begin Data supplied

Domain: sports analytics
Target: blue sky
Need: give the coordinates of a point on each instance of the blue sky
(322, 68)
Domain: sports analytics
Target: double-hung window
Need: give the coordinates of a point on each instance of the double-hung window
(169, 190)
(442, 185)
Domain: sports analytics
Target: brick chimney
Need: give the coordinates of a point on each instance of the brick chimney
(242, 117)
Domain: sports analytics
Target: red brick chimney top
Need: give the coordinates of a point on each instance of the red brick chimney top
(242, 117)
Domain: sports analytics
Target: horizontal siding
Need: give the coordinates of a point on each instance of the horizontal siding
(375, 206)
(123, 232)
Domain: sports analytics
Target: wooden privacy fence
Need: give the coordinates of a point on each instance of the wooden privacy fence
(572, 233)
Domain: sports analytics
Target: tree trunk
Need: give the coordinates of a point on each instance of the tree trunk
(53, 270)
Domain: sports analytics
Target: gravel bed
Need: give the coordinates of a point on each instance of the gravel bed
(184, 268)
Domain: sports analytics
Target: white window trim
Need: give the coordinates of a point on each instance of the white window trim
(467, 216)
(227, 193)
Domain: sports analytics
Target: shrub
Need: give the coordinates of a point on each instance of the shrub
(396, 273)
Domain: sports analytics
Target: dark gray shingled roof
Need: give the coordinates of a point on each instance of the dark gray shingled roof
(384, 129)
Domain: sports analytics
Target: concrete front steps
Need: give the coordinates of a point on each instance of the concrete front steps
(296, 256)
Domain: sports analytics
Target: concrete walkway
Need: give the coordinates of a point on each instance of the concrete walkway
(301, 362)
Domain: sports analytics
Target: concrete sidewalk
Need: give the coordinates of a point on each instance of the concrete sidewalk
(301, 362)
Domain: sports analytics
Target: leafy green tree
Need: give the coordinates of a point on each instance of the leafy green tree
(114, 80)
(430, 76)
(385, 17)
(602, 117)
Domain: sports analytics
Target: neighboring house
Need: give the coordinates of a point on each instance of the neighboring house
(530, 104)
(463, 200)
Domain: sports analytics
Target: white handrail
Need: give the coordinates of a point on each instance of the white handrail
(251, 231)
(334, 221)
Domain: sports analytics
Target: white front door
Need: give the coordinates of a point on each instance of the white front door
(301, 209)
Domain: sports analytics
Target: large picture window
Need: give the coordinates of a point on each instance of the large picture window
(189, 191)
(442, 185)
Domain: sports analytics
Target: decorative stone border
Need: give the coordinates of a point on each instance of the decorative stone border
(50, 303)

end Data supplied

§ **Instructions for the task**
Produce an exact copy of all the records.

§ **Task output**
Domain: sports analytics
Target: blue sky
Need: give the coordinates of a point on each instance of the blue sky
(322, 68)
Domain: sports analytics
Target: double-hung window
Need: give the coordinates of a point on each instance of the double-hung window
(169, 190)
(442, 185)
Domain: sports analytics
Target: brick chimney
Need: give the coordinates of a point on each instance of the brick chimney
(242, 117)
Domain: sports analytics
Target: red brick chimney top
Need: give the coordinates of a point on each instance of the red brick chimney top
(242, 117)
Domain: sports analytics
Target: horizontal siding
Need: give the coordinates of a point on each instance of the horizontal siding
(375, 206)
(123, 232)
Domain: sports analytics
Target: wooden privacy fence
Need: give the coordinates of a point on each instance of the wooden privacy fence
(572, 233)
Domain: sports analytics
Target: tree trunk
Need: give the coordinates of a point on each instance of the tree trunk
(53, 270)
Domain: sports analytics
Target: gravel bed
Need: give the coordinates of a point on each instance of the gravel bed
(184, 268)
Domain: sports analytics
Target: white window trim
Need: give the coordinates of a point on each instance of the white window trim
(467, 216)
(227, 193)
Domain: sports analytics
Target: shrub
Need: give the coordinates of a point on each instance of the shrub
(396, 273)
Domain: sports analytics
Target: dark gray shingled roof
Need: give the coordinates of a point on each instance of the dark gray shingled roof
(384, 129)
Domain: sports analytics
Target: concrete front steps
Need: give the coordinates of a point on each instance of the concrete front steps
(296, 256)
Domain: sports analytics
Target: concrete walkway
Need: give the coordinates of a point on each instance of the concrete walkway
(301, 362)
Domain: sports analytics
Target: concrete sidewalk
Need: give the coordinates of a point on each instance of the concrete sidewalk
(301, 362)
Domain: sports analytics
Target: leafy green tree
Need: give the coordinates of a point on each instance of the leafy green tree
(114, 80)
(430, 76)
(385, 17)
(602, 117)
Domain: sports analytics
Target: neighboring house
Need: give the coordinates of a point on each instance of the neighboring house
(530, 104)
(463, 200)
Domain: sports analytics
Target: white handrail
Need: give the coordinates of a point on each instance of the white handrail
(251, 231)
(334, 221)
Domain: sports analytics
Target: white front door
Need: give the coordinates of a point on each instance of the white front door
(301, 209)
Domain: sports analytics
Target: large picture window
Need: give the coordinates of a point on each instance of the large picture window
(189, 191)
(442, 185)
Domain: sports analytics
Target: decorative stone border
Need: give the coordinates of a point on each instance of the decorative stone border
(50, 303)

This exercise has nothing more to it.